# TEXT SECTION
◆ ◆ ◆ ◆ ◆

Wednesday, February 21, 2007

California Prison Population Must Be Reduced

Higher courts hearing appeals will have to sort out the issues raised by a Superior Court decision yesterday barring the Schwarzenegger Administration from sending prisoners to penal institutions out of state to relieve prison crowding in California.

The ruling by Judge Gail D. Ghanesian raises questions, in part, because it seems to side with the nefarious prison workers union whose chief concern is its members overtime pay, and not the well being of either the prisons or the state's criminal justice system.

But nonetheless elements of the Ghanesian decision do raise very serious questions about the constitutionality of moving hundreds, or perhaps even thousands, of prisoners out of the state, mostly against their will.

And the court decision brings to the fore issues about California's prisons that can no longer be ignored. Jenifer Warren, the L.A.Times writer who has been covering these issues, is doing a public service.

Specifically, the three-strikes law, with its effect that thousands of elderly prisoners are kept in jail long beyond any reasonable need to do so, at immense expense to the state's taxpayers, has landed the system in crisis. Steps need to be taken urgently to amend this law to allow for timely prisoner releases so as to avert both overcrowding and a steady rise in tensions within the prison system.

◆ ◆ ◆ ◆ ◆

# WHAT TO PRODUCE
List every person named in the editorial on reducing California's prison population.

# INPUT DATA
◆ ◆ ◆ ◆ ◆

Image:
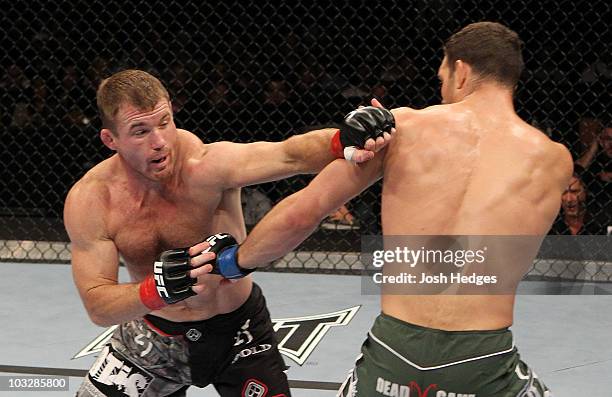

◆ ◆ ◆ ◆ ◆

# ANSWER TO THIS PROBLEM
Schwarzenegger, Gail D. Ghanesian, Jenifer Warren